• Material for the task:
:::

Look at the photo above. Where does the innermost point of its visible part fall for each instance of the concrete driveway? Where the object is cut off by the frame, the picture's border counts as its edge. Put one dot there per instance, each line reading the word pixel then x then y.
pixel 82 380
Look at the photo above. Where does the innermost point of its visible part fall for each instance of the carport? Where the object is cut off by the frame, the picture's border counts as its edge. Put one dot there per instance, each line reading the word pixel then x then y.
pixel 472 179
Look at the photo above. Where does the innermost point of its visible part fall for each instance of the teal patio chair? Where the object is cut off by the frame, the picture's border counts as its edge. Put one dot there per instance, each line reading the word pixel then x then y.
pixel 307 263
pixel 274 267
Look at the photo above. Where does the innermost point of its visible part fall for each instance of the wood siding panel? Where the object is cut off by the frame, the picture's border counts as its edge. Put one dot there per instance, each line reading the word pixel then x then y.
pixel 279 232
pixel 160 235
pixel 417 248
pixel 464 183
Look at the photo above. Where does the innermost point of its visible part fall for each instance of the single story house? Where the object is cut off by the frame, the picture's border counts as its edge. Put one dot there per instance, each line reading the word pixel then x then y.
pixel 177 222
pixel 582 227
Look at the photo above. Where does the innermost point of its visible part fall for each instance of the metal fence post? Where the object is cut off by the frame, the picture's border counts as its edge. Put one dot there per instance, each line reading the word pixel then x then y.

:::

• Aim of the task: All entries given above should be transcribed exactly, with none omitted.

• Worked solution:
Look at the photo above. Where does the innermost point of its visible part fall for each instance of the concrete driveway? Where the object is cut off by the frame, the picture's border counts as its edge. Put one dot there per instance, each line reading the word pixel then x then y.
pixel 82 380
Look at the photo above. Where does the innermost point of its visible part fall for each instance of the carport? Where the object is cut off by the frame, the picture's border counts as its edge. Put one dot there per instance, each line reading the word pixel then x then y.
pixel 472 179
Look at the photo above. Where does the innermost point of its visible part fall for each instance of the teal patio chair? Where the object is cut off by the frame, the picture's border counts as its edge. Put one dot there per instance, each line reading the word pixel then x then y.
pixel 307 263
pixel 274 267
Look at the photo above. Where does the innermost point of its visible part fall for each instance of the wood siding panel? Where the object is cut off by the frame, the picture's border counts as its edge. Put one dot there per instance, each line reading the word pixel then x then y.
pixel 279 232
pixel 160 235
pixel 417 248
pixel 464 183
Look at the photo above. Where does the innermost point of its visible part fall for each instance of the single story house? Where the object is cut off by the frame, the picture's border counts as its edge. Put one dot there per instance, each line reading the word pixel then x then y.
pixel 177 222
pixel 582 227
Look at the photo above. Where does the innermost point of its visible part fall for each instance of the metal fence post? Where the object is cut off by the frame, the picture's border counts as its edge. Put one dot there per instance, each line reading the word pixel then x then y.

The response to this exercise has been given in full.